__Work to complete__
Please answer from the concussion timeline below:
1. What share of the boxers in the AMA study showed definite signs of brain damage?
2. Who conducted Mike Webster's autopsy?
3. After how many concussions does the New England Journal of Medicine study say a student-athlete should stop playing body-contact sports?

__Source extract__
┄┄┄┄┄┄
The Intercollegiate Athletic Association of the United States (now the NCAA) is founded as a result of President Theodore Roosevelt’s efforts to reform safety standards in college athletics. Among its central tenets is the pledge to “protect young people from the dangerous and exploitive athletics practices of the time.”
The New England Journal of Medicine publishes a study of traumatic injuries in college sports. The study concludes that student-athletes who suffer three concussions should no longer be allowed to play body-contact sports.
In December, the American Medical Association (AMA) formally calls for a ban on boxing. An AMA study of active and retired boxers finds 87 percent show definite signs of brain damage.
Dallas Cowboys quarterback Troy Aikman suffers a high-profile concussion during the NFC Championship Game. After the game, Aikman does not know where he is and has no recollection of playing. He plays in the Super Bowl a week later.
Former Pittsburgh Steeler Mike Webster dies of a suspected heart attack. His autopsy is conducted by forensic pathologist Dr. Bennet Omalu. Omalu diagnoses Webster with Chronic Traumatic Encephalopathy (CTE), and three years later publishes a landmark paper on the subject.
The NFL’s Mild Traumatic Brain Injury Committee criticizes Bennet Omalu’s published findings and demands a retraction.
┄┄┄┄┄┄
__Available data__
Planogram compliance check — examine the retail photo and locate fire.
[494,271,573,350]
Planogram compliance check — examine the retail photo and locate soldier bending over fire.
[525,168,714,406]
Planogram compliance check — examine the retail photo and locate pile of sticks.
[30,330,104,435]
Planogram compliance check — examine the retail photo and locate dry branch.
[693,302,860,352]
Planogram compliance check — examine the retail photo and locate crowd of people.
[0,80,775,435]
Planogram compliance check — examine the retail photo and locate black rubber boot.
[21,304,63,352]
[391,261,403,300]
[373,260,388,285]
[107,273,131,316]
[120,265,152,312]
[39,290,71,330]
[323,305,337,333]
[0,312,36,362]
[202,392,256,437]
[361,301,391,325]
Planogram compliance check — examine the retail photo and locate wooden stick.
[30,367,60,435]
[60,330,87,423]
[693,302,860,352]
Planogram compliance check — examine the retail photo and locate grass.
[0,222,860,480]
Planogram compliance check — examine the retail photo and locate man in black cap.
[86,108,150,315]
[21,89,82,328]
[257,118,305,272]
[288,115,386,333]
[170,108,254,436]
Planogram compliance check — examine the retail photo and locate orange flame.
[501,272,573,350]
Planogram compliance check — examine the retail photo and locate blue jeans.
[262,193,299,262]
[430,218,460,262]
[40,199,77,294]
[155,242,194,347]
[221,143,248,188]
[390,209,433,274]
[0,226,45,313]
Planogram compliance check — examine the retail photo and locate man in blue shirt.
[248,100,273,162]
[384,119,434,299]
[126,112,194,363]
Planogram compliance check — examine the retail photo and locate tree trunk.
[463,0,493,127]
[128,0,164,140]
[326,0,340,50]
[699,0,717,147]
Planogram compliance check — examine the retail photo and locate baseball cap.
┄┄┄┄┄┄
__Written solution__
1. 87 percent
2. Forensic pathologist Dr. Bennet Omalu
3. Three